**** Extracted material ****

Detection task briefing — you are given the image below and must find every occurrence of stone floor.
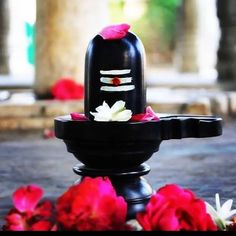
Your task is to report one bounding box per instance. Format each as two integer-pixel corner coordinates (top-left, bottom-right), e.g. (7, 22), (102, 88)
(0, 121), (236, 226)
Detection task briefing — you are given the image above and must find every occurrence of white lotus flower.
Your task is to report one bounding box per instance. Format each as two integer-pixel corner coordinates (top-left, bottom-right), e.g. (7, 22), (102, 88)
(205, 193), (236, 230)
(90, 100), (132, 121)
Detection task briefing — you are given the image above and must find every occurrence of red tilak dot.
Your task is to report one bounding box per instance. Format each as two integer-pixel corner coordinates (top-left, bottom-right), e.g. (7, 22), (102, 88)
(112, 77), (120, 86)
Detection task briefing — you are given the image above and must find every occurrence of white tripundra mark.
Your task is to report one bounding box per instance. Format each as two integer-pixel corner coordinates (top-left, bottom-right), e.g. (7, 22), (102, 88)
(100, 77), (132, 84)
(100, 69), (131, 75)
(101, 85), (135, 92)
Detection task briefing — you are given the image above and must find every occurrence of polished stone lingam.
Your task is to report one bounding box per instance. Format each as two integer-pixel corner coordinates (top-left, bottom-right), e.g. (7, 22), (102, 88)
(55, 24), (222, 219)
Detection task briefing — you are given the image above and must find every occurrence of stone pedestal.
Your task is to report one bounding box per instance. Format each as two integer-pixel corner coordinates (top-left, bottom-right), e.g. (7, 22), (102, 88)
(176, 0), (198, 72)
(217, 0), (236, 90)
(0, 0), (10, 74)
(34, 0), (108, 98)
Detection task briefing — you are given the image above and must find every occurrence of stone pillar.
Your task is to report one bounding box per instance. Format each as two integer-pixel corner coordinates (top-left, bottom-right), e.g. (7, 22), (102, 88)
(34, 0), (108, 98)
(217, 0), (236, 90)
(176, 0), (198, 72)
(0, 0), (10, 74)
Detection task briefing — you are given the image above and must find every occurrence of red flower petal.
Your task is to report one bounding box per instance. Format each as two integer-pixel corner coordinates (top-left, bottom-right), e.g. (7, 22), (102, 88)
(51, 78), (84, 100)
(99, 24), (130, 40)
(12, 185), (43, 212)
(31, 220), (53, 231)
(56, 177), (127, 230)
(33, 200), (53, 218)
(70, 112), (88, 121)
(3, 210), (26, 231)
(136, 184), (217, 231)
(131, 106), (160, 122)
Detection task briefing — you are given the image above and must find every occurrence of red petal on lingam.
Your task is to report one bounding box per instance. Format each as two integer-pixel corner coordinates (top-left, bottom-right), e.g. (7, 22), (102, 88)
(12, 185), (43, 212)
(112, 77), (120, 86)
(70, 112), (88, 121)
(99, 24), (130, 40)
(131, 106), (160, 121)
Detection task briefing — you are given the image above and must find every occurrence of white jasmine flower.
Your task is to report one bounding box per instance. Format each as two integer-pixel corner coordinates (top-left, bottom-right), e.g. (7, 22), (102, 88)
(205, 193), (236, 230)
(90, 100), (132, 121)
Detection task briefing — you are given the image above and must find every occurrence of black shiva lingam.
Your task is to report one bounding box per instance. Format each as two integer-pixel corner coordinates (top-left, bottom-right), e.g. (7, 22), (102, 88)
(55, 24), (222, 218)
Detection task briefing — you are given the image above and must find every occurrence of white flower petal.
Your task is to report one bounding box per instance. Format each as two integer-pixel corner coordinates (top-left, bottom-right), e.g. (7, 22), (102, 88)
(112, 110), (132, 121)
(90, 112), (111, 121)
(205, 202), (219, 220)
(222, 209), (236, 219)
(95, 101), (111, 112)
(219, 199), (233, 219)
(215, 193), (221, 211)
(90, 100), (132, 121)
(111, 100), (125, 113)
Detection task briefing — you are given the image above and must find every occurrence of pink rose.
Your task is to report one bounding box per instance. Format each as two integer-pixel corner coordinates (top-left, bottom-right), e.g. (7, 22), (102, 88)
(3, 185), (57, 231)
(56, 177), (127, 231)
(137, 184), (217, 231)
(51, 78), (84, 100)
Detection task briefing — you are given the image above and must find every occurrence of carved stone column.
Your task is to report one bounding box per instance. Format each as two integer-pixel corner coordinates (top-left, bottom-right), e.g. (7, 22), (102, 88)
(34, 0), (108, 98)
(0, 0), (10, 74)
(217, 0), (236, 90)
(176, 0), (198, 72)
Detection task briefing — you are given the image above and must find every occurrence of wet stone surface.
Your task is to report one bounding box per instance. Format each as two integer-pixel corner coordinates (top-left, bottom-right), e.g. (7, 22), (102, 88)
(0, 122), (236, 226)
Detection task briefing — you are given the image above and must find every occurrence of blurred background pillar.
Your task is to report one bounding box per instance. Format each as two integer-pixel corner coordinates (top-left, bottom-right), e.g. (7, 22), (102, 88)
(217, 0), (236, 90)
(34, 0), (108, 99)
(176, 0), (199, 73)
(0, 0), (10, 74)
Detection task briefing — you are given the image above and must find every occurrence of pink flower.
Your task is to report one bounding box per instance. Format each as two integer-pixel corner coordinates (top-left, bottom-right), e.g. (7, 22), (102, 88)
(51, 78), (84, 100)
(56, 177), (127, 231)
(12, 185), (43, 212)
(70, 112), (88, 121)
(99, 24), (130, 40)
(3, 185), (56, 231)
(137, 184), (217, 231)
(131, 106), (160, 121)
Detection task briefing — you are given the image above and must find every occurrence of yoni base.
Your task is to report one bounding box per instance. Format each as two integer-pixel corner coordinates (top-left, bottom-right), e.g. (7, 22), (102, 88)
(73, 164), (153, 219)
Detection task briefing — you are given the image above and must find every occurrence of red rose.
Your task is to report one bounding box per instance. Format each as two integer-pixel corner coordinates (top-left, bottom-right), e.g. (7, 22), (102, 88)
(3, 185), (56, 231)
(51, 78), (84, 100)
(56, 177), (127, 231)
(137, 184), (217, 231)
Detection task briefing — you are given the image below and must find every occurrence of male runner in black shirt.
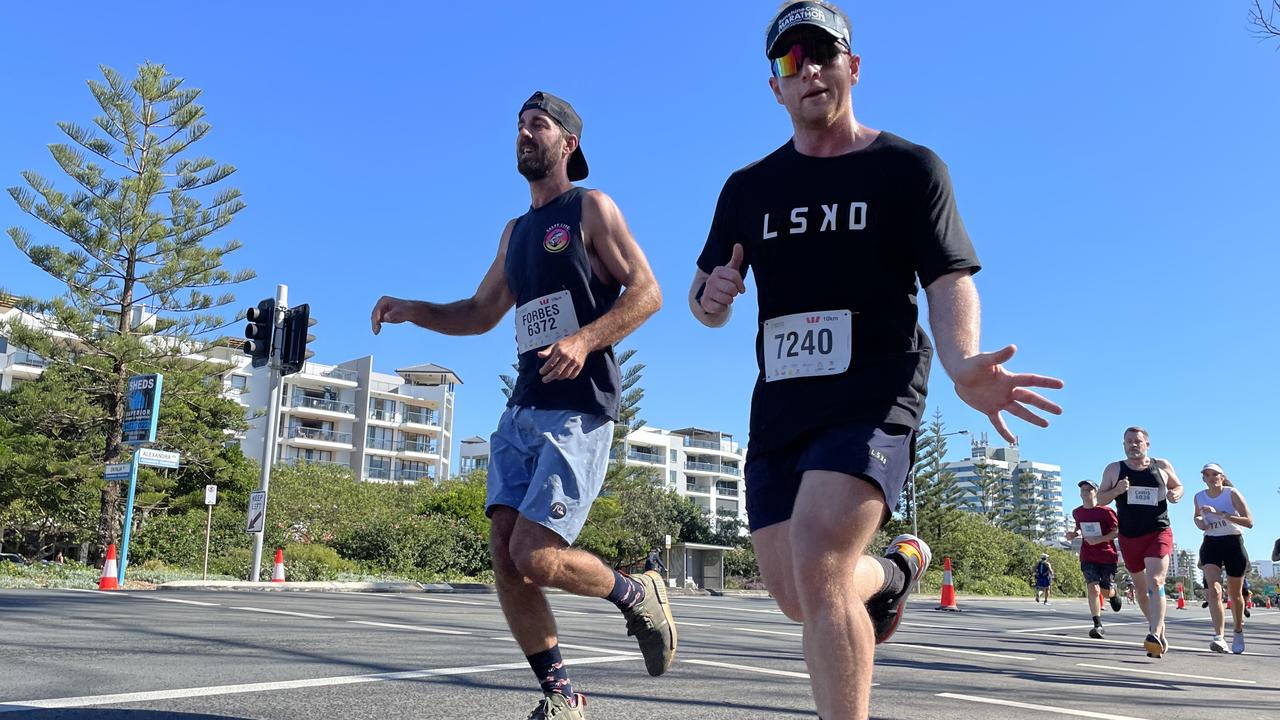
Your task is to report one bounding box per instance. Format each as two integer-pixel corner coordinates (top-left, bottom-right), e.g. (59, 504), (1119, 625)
(689, 1), (1062, 720)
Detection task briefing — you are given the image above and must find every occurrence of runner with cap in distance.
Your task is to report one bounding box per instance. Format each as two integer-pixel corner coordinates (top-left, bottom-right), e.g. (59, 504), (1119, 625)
(689, 1), (1062, 720)
(1066, 480), (1120, 639)
(371, 92), (676, 720)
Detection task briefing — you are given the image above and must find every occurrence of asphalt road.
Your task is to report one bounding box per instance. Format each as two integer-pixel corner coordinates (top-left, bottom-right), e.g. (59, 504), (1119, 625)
(0, 591), (1280, 720)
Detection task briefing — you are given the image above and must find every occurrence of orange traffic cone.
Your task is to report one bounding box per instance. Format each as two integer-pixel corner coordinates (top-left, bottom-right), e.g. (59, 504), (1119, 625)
(271, 547), (284, 583)
(936, 557), (960, 612)
(97, 543), (120, 591)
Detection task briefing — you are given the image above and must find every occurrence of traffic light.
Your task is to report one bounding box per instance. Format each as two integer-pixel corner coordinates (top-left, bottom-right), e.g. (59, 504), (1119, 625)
(280, 304), (316, 375)
(244, 300), (275, 368)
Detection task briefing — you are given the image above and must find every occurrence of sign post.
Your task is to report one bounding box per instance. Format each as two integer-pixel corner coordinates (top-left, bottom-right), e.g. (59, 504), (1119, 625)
(200, 486), (218, 580)
(119, 373), (164, 579)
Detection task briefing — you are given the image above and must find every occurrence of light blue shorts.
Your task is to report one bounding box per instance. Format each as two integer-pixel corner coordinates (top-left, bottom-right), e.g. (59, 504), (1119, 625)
(485, 406), (613, 544)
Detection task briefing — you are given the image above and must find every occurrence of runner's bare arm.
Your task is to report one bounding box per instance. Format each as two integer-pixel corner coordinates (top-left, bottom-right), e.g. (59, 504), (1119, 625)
(370, 220), (516, 336)
(924, 270), (1062, 442)
(1226, 488), (1253, 528)
(1098, 462), (1129, 505)
(538, 190), (662, 383)
(1156, 460), (1184, 502)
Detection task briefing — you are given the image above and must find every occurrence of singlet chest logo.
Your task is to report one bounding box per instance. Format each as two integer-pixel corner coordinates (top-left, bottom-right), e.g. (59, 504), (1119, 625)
(543, 223), (571, 252)
(760, 202), (867, 240)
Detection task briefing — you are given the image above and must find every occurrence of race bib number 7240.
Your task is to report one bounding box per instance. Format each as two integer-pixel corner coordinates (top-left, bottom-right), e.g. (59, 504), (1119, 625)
(764, 310), (854, 382)
(1125, 488), (1160, 505)
(516, 290), (579, 354)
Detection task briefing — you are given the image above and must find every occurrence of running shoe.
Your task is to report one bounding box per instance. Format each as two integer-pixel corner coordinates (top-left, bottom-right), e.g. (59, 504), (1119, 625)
(525, 693), (586, 720)
(867, 534), (933, 644)
(622, 570), (676, 678)
(1142, 633), (1169, 657)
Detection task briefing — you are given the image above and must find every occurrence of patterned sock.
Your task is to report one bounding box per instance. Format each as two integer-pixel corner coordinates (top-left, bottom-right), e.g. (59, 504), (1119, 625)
(525, 644), (577, 705)
(876, 552), (911, 596)
(604, 570), (644, 612)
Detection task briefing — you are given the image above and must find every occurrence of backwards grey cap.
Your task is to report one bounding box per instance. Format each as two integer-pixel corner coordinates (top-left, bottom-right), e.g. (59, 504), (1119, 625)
(764, 1), (852, 60)
(517, 91), (589, 181)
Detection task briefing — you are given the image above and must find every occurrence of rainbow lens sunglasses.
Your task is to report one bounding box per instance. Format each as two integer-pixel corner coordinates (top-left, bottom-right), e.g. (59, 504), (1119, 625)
(769, 40), (849, 77)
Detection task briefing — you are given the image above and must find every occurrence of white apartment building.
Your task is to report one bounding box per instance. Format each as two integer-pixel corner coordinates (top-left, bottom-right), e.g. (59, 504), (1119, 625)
(221, 347), (462, 483)
(613, 427), (746, 528)
(945, 433), (1066, 544)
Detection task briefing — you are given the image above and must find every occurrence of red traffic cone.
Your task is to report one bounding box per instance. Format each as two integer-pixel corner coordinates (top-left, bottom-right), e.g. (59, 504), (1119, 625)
(271, 547), (284, 583)
(936, 557), (960, 612)
(97, 543), (120, 591)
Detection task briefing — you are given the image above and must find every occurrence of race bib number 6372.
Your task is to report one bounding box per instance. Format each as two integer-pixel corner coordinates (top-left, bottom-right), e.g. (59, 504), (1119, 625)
(764, 310), (854, 382)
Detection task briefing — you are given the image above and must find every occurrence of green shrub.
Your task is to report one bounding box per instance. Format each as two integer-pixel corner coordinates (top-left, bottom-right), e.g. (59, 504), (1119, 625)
(281, 543), (356, 582)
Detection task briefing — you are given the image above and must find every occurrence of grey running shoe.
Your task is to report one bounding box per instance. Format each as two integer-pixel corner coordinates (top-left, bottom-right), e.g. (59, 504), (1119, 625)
(867, 534), (933, 644)
(1142, 633), (1167, 657)
(525, 693), (586, 720)
(622, 570), (676, 678)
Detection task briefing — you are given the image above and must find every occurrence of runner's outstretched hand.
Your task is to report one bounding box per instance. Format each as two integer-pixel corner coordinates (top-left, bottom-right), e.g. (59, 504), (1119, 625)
(957, 343), (1062, 442)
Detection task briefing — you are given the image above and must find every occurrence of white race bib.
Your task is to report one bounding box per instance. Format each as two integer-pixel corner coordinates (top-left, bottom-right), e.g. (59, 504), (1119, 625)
(516, 290), (577, 355)
(764, 310), (854, 382)
(1126, 488), (1160, 505)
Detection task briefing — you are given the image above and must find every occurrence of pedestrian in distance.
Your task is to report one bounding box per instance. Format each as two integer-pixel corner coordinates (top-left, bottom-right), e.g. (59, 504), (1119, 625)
(1066, 480), (1120, 639)
(1194, 462), (1253, 653)
(689, 1), (1062, 720)
(1033, 552), (1057, 605)
(371, 92), (676, 720)
(1098, 425), (1183, 657)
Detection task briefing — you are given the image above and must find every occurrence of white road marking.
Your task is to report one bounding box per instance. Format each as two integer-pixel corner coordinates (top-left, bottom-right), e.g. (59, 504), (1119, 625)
(1024, 633), (1266, 656)
(489, 635), (640, 657)
(347, 620), (471, 635)
(0, 655), (635, 712)
(671, 602), (782, 615)
(232, 607), (333, 620)
(404, 594), (493, 607)
(1075, 662), (1258, 685)
(1005, 620), (1147, 635)
(680, 660), (809, 680)
(886, 643), (1036, 662)
(733, 628), (804, 638)
(938, 693), (1143, 720)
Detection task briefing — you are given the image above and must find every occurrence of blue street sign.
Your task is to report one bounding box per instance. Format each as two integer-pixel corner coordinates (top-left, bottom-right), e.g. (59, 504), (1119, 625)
(122, 374), (164, 445)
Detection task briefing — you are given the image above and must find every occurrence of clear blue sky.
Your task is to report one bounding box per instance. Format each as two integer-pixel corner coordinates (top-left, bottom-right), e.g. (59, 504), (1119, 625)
(0, 0), (1280, 559)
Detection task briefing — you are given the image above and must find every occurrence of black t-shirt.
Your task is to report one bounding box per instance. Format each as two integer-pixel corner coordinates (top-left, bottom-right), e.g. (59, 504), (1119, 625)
(698, 132), (979, 451)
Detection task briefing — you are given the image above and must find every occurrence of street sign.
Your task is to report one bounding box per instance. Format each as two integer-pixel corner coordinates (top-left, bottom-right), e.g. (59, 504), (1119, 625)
(138, 447), (182, 468)
(122, 374), (164, 445)
(244, 489), (266, 533)
(105, 462), (132, 482)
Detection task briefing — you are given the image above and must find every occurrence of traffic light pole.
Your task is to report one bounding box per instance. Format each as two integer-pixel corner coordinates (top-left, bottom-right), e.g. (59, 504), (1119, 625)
(248, 284), (289, 583)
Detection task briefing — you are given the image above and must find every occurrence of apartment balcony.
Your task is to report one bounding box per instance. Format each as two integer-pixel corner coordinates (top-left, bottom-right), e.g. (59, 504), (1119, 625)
(396, 470), (435, 483)
(285, 395), (356, 420)
(291, 363), (360, 388)
(685, 461), (742, 478)
(396, 439), (439, 456)
(401, 407), (440, 428)
(627, 450), (667, 465)
(283, 427), (353, 450)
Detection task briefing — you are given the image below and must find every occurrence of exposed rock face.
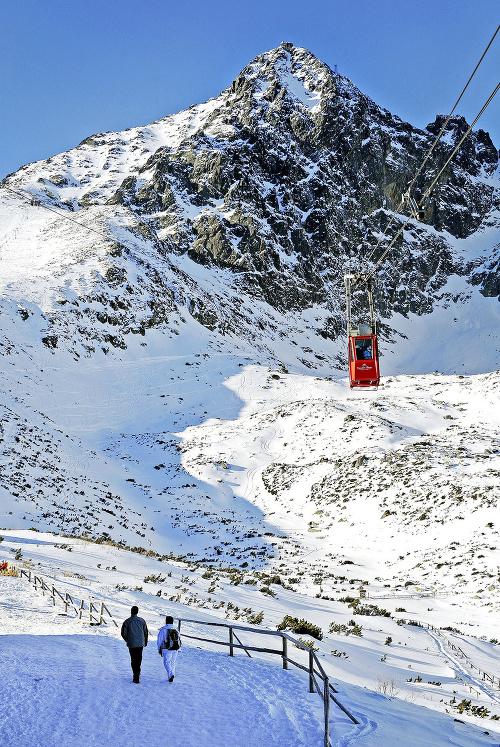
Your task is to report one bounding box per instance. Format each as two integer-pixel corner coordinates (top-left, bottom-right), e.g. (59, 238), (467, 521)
(0, 43), (500, 366)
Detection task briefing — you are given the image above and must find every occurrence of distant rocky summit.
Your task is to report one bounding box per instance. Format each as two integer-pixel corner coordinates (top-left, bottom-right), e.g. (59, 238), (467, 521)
(1, 42), (500, 366)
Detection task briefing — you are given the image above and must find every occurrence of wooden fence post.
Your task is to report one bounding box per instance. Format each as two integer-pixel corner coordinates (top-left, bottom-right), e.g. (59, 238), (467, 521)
(323, 677), (330, 747)
(309, 651), (314, 693)
(282, 636), (288, 669)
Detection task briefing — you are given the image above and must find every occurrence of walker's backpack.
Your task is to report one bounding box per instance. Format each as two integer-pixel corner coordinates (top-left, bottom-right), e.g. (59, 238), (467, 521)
(166, 628), (181, 651)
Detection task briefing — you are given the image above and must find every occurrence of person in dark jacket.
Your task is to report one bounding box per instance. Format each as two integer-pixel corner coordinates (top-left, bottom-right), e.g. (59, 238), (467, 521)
(121, 605), (148, 684)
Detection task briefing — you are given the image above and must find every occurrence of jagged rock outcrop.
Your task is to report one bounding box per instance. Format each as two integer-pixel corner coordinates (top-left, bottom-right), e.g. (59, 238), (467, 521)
(0, 43), (500, 364)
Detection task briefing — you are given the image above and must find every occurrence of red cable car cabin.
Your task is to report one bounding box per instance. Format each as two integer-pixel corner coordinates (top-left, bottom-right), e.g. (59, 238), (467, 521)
(349, 335), (380, 389)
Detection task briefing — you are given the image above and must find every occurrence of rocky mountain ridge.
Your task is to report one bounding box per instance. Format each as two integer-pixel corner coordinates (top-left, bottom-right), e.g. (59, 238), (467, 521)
(0, 43), (500, 367)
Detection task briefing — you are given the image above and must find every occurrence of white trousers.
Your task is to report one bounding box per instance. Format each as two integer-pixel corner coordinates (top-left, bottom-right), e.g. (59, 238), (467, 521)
(162, 649), (179, 679)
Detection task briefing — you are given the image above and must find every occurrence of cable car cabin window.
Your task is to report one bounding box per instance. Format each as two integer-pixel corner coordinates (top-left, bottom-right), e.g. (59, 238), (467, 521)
(354, 338), (375, 361)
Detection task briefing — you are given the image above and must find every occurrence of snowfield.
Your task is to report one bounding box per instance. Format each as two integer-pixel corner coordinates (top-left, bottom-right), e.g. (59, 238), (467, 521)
(0, 43), (500, 747)
(0, 531), (500, 747)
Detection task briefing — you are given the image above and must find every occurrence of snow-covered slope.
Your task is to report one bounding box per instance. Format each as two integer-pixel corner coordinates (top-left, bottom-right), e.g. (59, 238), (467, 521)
(0, 43), (500, 373)
(0, 44), (500, 747)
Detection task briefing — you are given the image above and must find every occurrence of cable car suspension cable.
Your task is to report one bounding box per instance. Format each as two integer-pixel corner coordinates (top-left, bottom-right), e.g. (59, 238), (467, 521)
(367, 24), (500, 277)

****

**Given exercise:** Using the records above, please retype only the run of lines from the line holding "cable car cabin." through the last line, both ends included.

**Exercise answer:**
Detection task briefing — you are given the image above and must find every occurrence of red cable car cabin.
Your task is to report one bounding box per instance. Format each as two integer-pixel corner coordinates (top-left, bottom-right), e.g. (59, 238), (467, 521)
(349, 335), (380, 389)
Detection task briefing — you are given the image above and must find every occurrence of rocky mountain ridge.
Your task is to report one bounding box per instance. Format each as two integer-pixel corner coordinates (top-left, bottom-right), e.g. (59, 238), (467, 521)
(0, 43), (500, 367)
Detection task briefing — you are given the image above and must find every occurrence of white trousers.
Your task is to report one bounding box per instance. Format each as two integer-pixel corner coordinates (top-left, bottom-right), e.g. (59, 238), (467, 521)
(162, 649), (179, 679)
Detection task briefing — you are given the image above and must find every occurrence of cable car cabin window.
Your task is to report one bounding box per instance. Format each as two integer-pixel corner coordinates (top-left, bottom-right), e.g. (59, 238), (467, 521)
(354, 338), (375, 361)
Detection task briefing — you are given the image above and must find every occurrence of snowfield.
Your task is to report one bounding box per instance. Format each as two integer-pixel corner coordinates (top-left, bottom-right), e.g. (59, 238), (467, 521)
(0, 43), (500, 747)
(0, 531), (500, 747)
Detection task briefing — you are given the image above and must find every occurrence of snow-covered slope.
Your task is to report one bounding box per instance. Format each as two integer-pixel corner coordinates (top-left, bottom-right), e.g. (59, 238), (467, 521)
(0, 43), (500, 373)
(0, 44), (500, 747)
Detection task briefing — you are given the image above and must find every occurrence of cable car suspension cable.
Your task is to report one bounding box per instance. Format each as two integer-pixel corner coordinates (top-left, bottom-right), e.g. (59, 238), (467, 521)
(367, 24), (500, 277)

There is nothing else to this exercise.